Problem statement:
Output all of the records below line for line, leaving every character unchanged.

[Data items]
+++
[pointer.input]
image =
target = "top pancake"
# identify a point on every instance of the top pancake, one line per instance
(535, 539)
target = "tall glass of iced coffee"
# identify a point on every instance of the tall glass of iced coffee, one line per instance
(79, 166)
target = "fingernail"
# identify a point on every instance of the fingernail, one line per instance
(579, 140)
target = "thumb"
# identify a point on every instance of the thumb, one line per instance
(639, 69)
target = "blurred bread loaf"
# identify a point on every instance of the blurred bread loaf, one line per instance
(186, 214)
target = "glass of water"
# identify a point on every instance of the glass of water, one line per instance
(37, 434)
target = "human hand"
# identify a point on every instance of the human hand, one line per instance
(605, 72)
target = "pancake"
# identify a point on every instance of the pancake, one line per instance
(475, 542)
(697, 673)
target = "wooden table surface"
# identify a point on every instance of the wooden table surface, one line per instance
+++
Exercise output:
[pointer.input]
image =
target = "top pancake"
# identify a point on every instance of the top pancake, one line per instance
(535, 539)
target = "tall glass of iced coffee"
# identify a point on every instance of the tall glass of iced coffee, one line per instance
(79, 166)
target = "fingernail"
# identify a point on every instance of the fingernail, one line per instance
(579, 140)
target = "thumb"
# identify a point on every instance of the thumb, one line per instance
(639, 69)
target = "blurred bread loaf"
# identify a point on every instance of the blurred bread loaf, one line per instance
(186, 214)
target = "glass of water"
# identify a point on every instance of the glass of water, one line per instance
(37, 434)
target = "human hand"
# identify a point on every instance of the human hand, one line per instance
(605, 72)
target = "pancake"
# identify a point on every instance of the pancake, one line per instance
(475, 542)
(697, 673)
target = "wooden table surface"
# identify a point on every instance of the wooden table surface, one line per instance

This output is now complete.